[Natural language region descriptions]
....

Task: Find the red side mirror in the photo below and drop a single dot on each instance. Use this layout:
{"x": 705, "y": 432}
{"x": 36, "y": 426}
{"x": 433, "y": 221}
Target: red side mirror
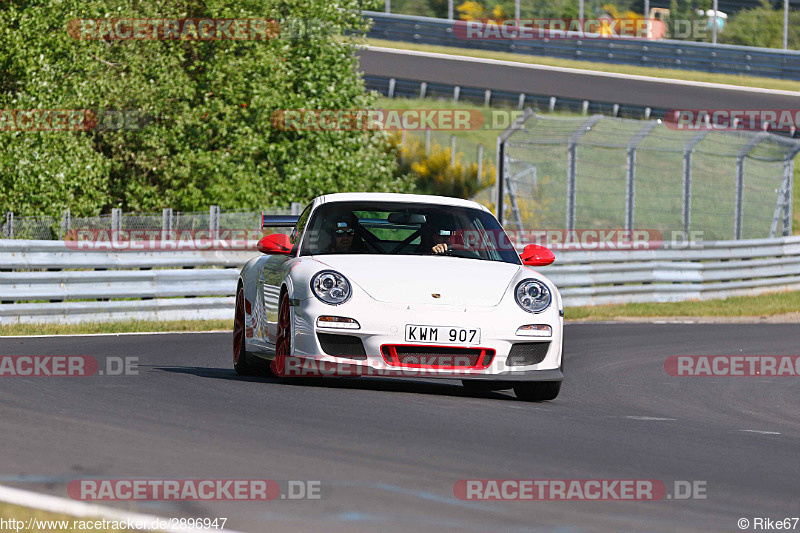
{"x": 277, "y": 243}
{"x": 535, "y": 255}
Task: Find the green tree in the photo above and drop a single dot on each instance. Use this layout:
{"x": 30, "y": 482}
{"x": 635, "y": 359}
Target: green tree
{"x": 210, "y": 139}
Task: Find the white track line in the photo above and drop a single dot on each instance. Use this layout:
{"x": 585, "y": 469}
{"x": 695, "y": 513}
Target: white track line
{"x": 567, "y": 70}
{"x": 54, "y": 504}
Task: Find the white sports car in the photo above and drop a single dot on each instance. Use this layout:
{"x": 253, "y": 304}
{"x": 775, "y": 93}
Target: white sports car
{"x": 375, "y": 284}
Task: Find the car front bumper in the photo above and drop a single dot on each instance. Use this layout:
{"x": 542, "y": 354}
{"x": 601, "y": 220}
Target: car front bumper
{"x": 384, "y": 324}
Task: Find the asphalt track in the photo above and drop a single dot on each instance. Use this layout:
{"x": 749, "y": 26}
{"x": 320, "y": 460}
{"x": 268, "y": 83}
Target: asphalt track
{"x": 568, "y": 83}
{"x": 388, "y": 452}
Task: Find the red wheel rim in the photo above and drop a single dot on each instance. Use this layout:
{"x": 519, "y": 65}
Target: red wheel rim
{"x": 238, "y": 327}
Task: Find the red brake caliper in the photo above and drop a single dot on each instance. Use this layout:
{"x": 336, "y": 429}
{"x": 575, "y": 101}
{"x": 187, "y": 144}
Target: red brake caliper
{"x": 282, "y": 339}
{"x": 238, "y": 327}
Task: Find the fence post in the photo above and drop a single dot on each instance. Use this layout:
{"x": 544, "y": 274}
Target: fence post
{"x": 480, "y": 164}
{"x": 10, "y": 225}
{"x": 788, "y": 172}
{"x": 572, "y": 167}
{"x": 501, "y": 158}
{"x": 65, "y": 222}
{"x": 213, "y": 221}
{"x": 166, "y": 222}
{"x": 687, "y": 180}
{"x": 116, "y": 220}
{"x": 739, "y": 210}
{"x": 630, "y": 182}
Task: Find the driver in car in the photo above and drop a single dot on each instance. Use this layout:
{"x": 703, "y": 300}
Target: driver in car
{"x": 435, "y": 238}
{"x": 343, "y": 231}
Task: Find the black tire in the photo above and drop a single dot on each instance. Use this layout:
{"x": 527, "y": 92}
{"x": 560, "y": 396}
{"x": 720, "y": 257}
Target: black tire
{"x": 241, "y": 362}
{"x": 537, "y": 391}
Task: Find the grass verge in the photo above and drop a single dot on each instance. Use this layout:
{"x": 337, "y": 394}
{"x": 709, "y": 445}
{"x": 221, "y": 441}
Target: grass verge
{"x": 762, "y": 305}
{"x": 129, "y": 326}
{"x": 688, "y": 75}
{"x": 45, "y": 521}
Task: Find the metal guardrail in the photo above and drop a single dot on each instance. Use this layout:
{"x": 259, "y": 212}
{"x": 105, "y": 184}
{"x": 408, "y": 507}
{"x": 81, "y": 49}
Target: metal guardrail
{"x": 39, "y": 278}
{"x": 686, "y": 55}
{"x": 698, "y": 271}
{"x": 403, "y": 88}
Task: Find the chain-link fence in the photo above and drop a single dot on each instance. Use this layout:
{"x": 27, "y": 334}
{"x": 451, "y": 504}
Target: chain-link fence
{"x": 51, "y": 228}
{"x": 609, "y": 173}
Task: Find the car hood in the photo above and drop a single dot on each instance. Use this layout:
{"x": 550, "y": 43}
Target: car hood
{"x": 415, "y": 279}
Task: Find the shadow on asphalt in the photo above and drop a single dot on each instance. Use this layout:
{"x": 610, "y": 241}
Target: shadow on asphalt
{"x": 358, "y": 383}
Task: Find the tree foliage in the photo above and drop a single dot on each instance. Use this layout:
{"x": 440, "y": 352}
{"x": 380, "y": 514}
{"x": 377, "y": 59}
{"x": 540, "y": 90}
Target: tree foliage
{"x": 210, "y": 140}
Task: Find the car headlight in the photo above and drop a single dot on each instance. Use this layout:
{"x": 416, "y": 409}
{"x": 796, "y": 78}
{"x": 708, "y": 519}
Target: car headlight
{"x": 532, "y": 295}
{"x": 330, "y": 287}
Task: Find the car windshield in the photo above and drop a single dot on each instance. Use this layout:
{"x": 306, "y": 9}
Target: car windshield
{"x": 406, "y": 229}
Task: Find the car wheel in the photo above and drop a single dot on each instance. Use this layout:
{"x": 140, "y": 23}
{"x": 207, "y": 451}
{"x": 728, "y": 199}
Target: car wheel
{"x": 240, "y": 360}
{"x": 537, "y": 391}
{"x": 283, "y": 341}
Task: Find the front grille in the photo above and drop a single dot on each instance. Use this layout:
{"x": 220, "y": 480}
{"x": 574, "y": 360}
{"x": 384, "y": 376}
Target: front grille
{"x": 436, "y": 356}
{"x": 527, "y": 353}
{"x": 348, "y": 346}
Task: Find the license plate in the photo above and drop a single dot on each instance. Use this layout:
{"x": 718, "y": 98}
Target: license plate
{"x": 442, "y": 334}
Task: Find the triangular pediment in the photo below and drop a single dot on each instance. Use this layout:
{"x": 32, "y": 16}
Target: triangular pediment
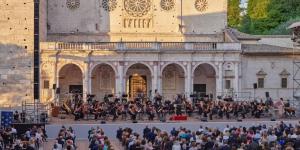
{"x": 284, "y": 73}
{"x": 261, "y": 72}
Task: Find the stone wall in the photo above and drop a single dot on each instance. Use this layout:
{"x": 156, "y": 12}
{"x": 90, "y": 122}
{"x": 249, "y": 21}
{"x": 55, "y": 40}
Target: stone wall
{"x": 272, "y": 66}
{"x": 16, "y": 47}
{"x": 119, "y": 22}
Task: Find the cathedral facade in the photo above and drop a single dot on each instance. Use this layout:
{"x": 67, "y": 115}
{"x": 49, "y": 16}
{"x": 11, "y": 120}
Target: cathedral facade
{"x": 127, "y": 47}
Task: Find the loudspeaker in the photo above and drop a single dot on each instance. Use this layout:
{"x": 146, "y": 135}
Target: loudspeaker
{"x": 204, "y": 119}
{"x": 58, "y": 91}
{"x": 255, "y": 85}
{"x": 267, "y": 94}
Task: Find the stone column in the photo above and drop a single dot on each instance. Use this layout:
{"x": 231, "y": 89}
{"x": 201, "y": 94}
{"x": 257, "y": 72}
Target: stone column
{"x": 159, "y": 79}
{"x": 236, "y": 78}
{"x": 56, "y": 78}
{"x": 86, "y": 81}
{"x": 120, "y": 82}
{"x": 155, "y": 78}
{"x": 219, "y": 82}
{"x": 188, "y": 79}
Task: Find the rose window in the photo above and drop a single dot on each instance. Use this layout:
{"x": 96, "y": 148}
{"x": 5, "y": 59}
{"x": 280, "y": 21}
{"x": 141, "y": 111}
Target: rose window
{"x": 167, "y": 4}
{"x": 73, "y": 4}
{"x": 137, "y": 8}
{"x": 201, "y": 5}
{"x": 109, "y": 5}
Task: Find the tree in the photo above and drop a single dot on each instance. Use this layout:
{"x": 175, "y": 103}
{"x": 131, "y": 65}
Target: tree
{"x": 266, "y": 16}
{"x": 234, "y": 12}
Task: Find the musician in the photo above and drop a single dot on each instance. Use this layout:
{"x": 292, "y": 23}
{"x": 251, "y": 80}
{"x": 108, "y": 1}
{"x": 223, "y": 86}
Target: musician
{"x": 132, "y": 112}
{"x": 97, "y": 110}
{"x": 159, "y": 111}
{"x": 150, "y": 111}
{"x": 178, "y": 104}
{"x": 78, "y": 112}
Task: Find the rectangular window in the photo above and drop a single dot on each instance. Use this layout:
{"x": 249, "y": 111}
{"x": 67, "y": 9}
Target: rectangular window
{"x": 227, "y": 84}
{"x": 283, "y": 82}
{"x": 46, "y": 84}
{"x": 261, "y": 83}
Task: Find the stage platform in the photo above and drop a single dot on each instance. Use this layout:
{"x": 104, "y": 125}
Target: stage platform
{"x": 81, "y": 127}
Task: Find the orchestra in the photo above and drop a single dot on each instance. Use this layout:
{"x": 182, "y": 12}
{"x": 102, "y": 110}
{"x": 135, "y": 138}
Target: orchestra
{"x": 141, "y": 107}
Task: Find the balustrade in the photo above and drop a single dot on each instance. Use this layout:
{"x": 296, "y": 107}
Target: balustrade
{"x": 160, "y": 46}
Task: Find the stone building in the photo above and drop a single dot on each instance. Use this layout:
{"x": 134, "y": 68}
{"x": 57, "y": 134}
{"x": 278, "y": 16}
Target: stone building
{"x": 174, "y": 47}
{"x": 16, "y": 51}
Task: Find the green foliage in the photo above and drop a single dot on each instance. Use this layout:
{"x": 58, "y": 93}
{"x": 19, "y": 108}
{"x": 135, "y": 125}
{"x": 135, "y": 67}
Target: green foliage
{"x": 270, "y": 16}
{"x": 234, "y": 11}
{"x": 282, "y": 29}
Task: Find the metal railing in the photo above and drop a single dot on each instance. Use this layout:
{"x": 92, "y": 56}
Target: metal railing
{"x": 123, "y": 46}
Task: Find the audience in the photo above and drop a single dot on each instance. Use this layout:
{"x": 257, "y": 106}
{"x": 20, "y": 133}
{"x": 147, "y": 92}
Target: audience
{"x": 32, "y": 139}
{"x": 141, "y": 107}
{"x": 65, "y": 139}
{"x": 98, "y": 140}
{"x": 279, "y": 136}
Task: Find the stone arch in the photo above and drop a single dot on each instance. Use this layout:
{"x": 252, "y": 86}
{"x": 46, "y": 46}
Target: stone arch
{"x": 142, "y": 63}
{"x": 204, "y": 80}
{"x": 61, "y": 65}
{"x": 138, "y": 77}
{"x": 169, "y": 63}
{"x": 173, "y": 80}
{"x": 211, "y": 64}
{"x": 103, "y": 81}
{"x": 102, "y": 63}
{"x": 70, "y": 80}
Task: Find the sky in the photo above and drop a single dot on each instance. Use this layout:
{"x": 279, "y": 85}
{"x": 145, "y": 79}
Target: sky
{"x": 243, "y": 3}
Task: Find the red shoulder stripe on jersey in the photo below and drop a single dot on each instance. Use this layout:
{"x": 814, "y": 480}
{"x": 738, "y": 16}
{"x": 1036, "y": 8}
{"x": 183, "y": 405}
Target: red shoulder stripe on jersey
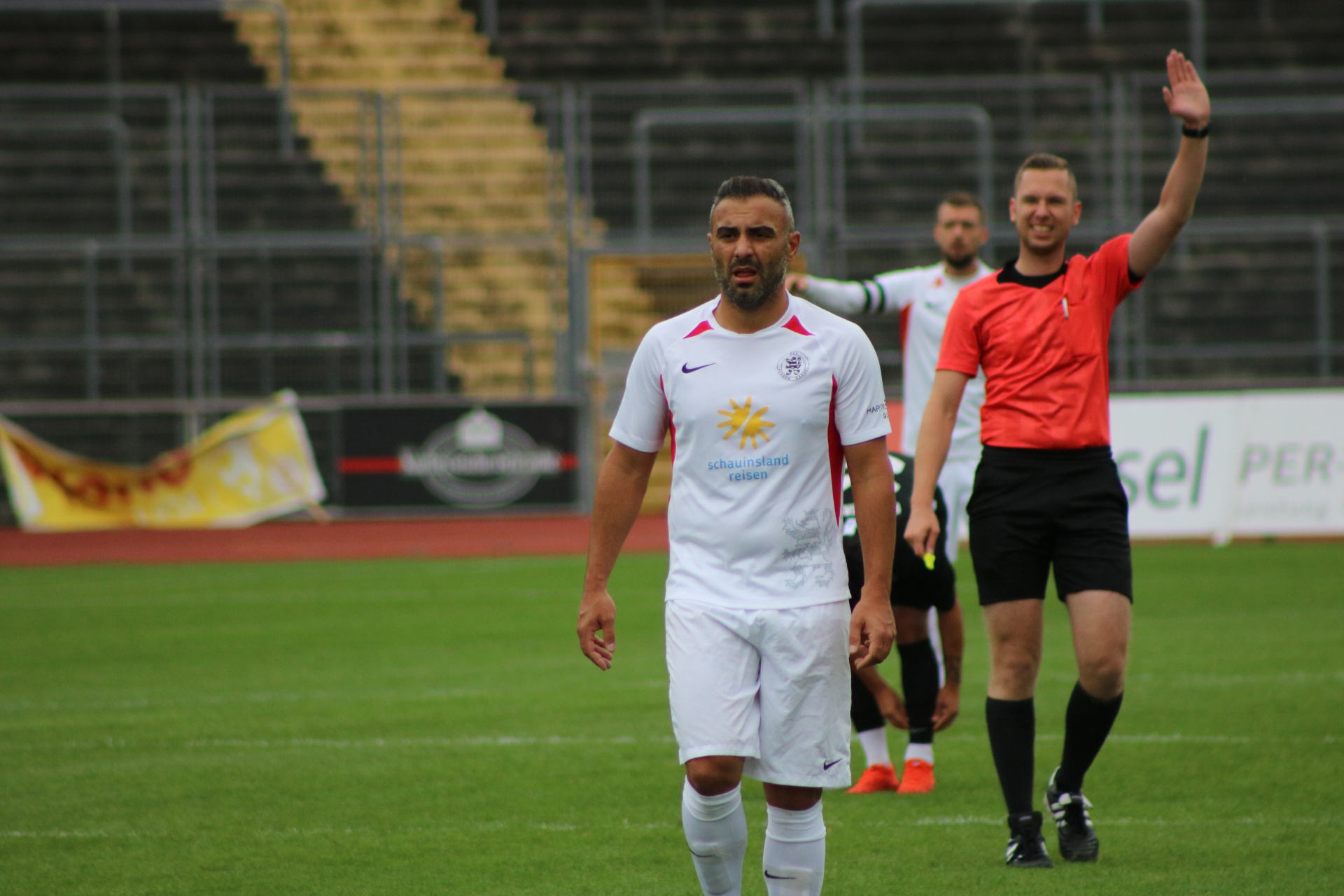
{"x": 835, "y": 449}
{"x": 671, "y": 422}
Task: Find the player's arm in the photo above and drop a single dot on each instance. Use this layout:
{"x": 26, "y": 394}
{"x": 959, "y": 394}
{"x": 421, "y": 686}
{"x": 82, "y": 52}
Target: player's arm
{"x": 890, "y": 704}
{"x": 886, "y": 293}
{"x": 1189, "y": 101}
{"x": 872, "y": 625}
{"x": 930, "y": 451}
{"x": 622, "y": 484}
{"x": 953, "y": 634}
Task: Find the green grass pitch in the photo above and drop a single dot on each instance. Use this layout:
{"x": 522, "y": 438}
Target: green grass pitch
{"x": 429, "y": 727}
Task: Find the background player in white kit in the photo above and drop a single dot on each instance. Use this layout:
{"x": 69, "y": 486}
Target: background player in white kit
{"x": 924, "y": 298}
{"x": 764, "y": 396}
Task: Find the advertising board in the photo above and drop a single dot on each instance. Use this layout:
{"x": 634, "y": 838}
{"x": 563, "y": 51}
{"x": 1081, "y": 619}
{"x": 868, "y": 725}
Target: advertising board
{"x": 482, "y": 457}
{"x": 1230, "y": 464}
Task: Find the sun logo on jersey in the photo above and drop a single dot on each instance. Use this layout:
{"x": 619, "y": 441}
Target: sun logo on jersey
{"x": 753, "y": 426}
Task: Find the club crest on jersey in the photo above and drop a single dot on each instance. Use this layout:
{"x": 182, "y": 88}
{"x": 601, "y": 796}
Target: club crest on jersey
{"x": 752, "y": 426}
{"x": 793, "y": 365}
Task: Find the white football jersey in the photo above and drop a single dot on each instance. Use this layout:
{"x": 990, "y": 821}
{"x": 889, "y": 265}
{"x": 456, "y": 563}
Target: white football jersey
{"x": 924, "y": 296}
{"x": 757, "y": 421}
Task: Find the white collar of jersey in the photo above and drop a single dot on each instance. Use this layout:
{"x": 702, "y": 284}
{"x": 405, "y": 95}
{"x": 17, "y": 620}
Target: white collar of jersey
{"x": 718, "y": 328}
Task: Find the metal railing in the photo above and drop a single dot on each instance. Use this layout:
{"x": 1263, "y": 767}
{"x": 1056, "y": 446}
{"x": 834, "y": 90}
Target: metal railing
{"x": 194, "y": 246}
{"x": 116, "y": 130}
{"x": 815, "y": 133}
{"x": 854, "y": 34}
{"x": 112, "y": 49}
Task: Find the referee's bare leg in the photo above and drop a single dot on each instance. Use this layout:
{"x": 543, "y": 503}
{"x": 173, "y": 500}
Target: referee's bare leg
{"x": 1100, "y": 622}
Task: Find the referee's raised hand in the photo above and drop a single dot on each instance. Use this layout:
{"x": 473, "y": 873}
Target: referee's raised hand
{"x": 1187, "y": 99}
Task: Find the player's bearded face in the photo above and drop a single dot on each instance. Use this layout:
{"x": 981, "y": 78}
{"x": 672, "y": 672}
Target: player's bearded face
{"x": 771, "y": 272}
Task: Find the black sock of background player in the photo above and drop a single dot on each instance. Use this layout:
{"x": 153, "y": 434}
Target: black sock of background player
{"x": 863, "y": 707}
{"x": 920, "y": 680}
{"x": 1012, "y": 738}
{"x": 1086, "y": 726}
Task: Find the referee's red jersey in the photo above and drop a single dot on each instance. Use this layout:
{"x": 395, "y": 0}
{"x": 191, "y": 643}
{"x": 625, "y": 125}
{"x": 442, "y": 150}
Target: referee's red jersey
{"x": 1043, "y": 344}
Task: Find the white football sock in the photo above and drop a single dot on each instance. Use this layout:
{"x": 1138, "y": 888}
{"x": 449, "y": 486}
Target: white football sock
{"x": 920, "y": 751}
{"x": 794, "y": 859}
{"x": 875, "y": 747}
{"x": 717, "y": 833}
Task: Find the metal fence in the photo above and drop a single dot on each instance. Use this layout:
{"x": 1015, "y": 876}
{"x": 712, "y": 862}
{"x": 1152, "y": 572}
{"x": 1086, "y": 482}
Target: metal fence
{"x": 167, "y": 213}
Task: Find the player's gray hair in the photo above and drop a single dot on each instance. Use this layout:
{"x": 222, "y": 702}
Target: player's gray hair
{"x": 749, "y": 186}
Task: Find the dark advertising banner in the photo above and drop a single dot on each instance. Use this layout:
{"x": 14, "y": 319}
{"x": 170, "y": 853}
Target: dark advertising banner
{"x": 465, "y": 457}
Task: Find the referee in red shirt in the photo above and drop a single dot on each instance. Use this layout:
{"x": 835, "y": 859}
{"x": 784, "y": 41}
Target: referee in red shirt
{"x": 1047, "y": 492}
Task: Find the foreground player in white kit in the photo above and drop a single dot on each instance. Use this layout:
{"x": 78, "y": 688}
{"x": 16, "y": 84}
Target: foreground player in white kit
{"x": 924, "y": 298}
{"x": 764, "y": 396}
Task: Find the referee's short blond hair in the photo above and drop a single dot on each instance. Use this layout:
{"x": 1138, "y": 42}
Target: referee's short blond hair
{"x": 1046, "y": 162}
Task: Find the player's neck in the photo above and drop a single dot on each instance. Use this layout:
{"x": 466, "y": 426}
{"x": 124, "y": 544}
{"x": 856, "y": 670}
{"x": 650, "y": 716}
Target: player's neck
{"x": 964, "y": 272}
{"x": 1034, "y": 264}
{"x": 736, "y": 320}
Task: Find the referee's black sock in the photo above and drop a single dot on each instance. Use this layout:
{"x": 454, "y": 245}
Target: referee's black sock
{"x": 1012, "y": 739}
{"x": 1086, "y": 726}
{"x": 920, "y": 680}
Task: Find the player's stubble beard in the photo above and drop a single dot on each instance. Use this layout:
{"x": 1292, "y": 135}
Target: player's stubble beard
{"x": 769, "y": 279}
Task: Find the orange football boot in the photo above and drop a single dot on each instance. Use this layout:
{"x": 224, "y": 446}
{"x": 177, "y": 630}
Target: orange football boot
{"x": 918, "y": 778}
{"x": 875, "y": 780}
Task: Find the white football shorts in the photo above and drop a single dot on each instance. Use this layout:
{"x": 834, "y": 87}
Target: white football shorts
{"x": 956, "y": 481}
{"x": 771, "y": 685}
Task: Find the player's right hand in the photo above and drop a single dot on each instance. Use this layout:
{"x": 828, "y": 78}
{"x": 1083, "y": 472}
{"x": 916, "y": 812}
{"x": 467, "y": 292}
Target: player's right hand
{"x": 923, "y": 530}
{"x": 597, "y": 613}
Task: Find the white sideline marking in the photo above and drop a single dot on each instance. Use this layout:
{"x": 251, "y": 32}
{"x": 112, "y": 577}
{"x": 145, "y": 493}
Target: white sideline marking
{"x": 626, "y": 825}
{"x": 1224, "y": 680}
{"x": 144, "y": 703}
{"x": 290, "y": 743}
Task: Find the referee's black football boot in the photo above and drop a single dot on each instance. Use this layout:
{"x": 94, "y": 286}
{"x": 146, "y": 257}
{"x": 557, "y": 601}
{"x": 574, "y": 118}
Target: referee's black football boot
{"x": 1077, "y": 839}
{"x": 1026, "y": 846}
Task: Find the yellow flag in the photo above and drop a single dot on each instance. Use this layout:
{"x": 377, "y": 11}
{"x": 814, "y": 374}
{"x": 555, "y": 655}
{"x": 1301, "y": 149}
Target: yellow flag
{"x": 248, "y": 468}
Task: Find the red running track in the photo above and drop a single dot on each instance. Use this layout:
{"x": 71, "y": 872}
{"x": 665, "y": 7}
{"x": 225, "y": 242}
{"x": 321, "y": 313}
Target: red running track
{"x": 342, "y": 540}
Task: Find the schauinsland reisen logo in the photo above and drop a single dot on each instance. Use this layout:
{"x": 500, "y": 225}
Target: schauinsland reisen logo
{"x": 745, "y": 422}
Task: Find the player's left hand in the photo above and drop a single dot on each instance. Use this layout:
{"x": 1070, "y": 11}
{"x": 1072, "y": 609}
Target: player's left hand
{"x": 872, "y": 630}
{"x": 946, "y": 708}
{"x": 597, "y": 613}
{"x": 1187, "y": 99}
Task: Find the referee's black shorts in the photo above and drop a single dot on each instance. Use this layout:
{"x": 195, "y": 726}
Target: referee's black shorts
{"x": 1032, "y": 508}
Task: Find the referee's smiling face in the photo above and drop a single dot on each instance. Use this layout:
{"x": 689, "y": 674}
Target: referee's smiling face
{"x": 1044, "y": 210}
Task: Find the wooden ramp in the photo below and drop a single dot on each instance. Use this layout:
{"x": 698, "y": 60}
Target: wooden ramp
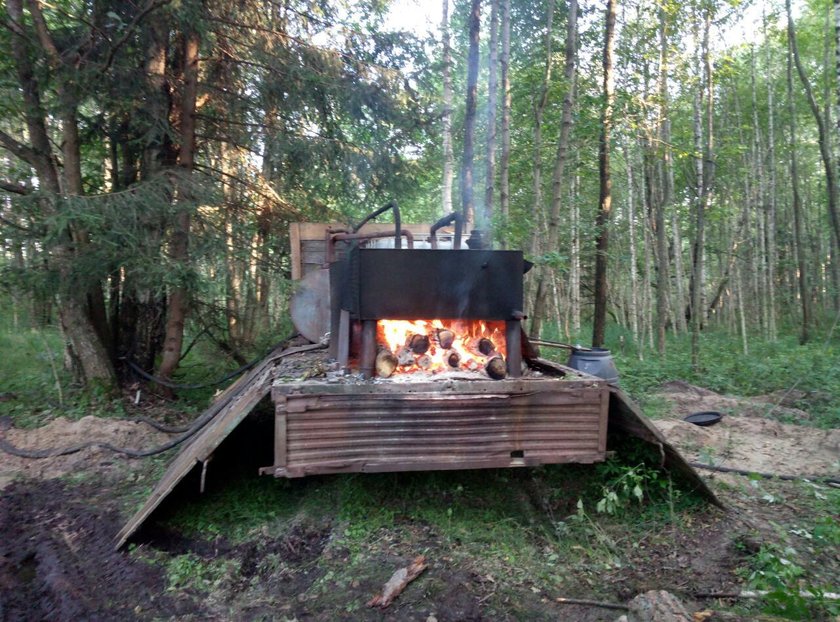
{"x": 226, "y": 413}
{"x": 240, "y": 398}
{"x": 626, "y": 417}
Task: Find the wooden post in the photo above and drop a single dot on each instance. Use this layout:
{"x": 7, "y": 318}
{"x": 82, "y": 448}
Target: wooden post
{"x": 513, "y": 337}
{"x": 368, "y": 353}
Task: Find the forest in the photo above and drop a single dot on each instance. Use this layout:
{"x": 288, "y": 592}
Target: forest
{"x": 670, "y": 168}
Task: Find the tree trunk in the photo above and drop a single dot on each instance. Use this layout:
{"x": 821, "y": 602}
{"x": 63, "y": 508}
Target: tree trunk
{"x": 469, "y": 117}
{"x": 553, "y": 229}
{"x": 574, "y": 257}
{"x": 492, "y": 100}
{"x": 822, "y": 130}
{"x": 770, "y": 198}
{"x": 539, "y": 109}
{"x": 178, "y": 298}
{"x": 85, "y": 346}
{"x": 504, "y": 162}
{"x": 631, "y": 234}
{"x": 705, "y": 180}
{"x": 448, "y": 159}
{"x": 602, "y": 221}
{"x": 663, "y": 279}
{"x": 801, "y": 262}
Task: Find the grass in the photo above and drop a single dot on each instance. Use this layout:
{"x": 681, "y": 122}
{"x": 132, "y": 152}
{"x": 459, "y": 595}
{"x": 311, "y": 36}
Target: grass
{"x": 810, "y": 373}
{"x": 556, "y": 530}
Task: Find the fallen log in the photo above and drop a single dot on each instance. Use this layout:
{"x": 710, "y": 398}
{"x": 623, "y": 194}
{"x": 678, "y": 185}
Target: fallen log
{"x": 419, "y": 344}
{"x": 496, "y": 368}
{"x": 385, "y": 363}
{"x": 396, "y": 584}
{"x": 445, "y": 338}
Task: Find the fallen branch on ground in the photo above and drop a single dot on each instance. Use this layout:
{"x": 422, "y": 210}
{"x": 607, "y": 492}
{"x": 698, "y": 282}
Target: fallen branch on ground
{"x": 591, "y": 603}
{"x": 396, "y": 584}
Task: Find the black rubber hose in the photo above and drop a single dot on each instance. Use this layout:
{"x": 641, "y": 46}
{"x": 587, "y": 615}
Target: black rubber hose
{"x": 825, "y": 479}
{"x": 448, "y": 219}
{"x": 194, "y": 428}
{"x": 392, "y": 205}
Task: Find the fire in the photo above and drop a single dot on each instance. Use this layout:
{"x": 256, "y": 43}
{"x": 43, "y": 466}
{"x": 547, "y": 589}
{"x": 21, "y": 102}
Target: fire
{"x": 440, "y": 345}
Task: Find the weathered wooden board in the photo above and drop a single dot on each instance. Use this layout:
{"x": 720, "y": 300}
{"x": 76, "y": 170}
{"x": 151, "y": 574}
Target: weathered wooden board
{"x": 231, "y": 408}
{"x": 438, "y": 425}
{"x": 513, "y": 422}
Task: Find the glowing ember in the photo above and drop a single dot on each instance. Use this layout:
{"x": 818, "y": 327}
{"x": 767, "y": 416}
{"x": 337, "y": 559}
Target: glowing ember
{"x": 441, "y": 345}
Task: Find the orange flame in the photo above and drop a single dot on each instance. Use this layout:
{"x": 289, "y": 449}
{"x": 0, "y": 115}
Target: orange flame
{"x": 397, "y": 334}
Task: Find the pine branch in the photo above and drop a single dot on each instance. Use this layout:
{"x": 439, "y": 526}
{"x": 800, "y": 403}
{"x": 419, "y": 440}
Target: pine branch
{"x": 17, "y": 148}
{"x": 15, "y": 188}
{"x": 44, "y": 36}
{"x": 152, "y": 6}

....

Going through the records, work out how many lines contain the word "below". Please answer with the number only.

- RESULT -
4